La paz, que nosotros hemos alcanzado en nuestras relaciones con Dios por medio de Jesucristo, es un don divino que se nos ha otorgado con el acontecimiento cristiano. Pero no debe desfigurarse entendiéndola como un descanso, como un dormirse en los laureles que Jesucristo nos ha conquistado. Esto lo demuestra con singular claridad el capítulo 6. La «paz» es aquella paz escatológica a la que, desde un punto de vista histórico, debemos tender siempre, pero que en el fondo ya la tenemos aquí habiendonosla ganado Jesucristo. «Paz con Dios» designa precisamente esas relaciones escatológicas de las que ya ahora podemos disfrutar como justificados. Por tanto, la paz ya no es simplemente un deseo del hombre, un sueño acariciado, sino una realidad. En consecuencia, también la esperanza histórica de paz que el hombre tiene es una esperanza real y no una utopía. Esto es también lo que los cristianos han de proclamar hoy con justa razón, para lo cual tienen sin duda que comprometerse de forma resuelta. El v. 2a recuerda una vez más la obra de Cristo: por su acción hemos logrado el acceso «a esta gracia, en la que estamos firmes». El justificado ha sido llamado a ocupar su puesto para que como tal se muestre agradecido a quien le ha llamado. Eso es justamente lo que significa «estamos firmes». Se insinúan ya las exigencias del estado de gracia, que sólo en el capítulo 6 alcanzarán un desarrollo temático. Gracia evoca aquí la paz de que goza el hombre justificado.

- _REGISTROS EXTRAÍDOS_:

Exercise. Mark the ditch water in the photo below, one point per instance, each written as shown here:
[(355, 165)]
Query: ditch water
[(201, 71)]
==
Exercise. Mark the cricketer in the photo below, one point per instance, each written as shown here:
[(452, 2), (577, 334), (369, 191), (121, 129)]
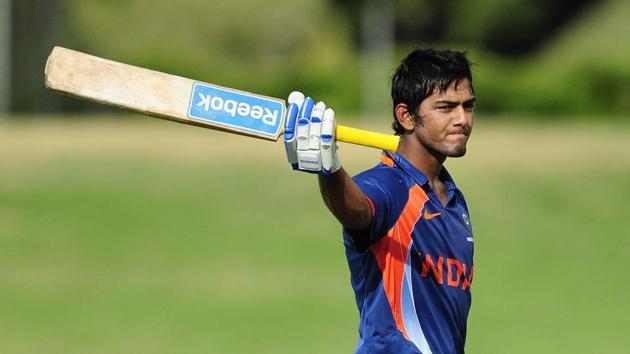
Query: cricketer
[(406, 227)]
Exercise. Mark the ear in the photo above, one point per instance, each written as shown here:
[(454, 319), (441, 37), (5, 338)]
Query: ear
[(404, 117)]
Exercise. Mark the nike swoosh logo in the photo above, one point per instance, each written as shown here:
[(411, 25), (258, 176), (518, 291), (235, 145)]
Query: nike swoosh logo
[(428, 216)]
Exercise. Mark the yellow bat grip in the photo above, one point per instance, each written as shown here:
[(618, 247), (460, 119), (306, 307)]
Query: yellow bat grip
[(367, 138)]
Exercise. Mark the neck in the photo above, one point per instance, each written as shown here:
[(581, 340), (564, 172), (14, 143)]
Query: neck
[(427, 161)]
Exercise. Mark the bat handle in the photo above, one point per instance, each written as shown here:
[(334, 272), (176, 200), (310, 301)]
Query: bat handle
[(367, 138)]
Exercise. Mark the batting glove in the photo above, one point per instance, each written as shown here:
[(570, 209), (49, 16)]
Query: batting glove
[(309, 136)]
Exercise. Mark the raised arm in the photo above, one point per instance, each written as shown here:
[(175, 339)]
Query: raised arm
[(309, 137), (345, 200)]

- _CÓMO PROCEDER_:
Continúa el texto sobre la paz con Dios a partir de la última oración que aparece.

- _ESPACIO DE RESPUESTA_:
Junto al don de la paz aparece en el v. 2 la esperanza. Como justificados, podemos gloriarnos en dicha esperanza, sin que el hecho se convierta en una jactancia vana, porque Dios ha habilitado para la esperanza a quienes creen en Jesucristo y todo lo esperan de él. La «gloria de Dios» es, por ello, el objeto adecuado de la esperanza. En ella se anuncia la prolongación futura y escatológica del presente estado de justificación. Pero, en cuanto don esperado, la participación en el mismo no es sólo una realidad pendiente, sino que fundamentalmente ya está dada en el hecho de Jesucristo. De ahí que la esperanza pueda constituir también un título de gloria. Este gloriarse escapa al peligro de un vano engreimiento en la medida en que se sabe sustentado por la obra de Jesucristo. Por esa misma razón la esperanza de la que se enorgullece el cristiano no es tampoco un sentimiento fantástico y exaltado.

Se impone, pues, acentuar ambos aspectos: la nueva realidad otorgada por Dios y la realización por parte de Dios que todavía es objeto de esperanza.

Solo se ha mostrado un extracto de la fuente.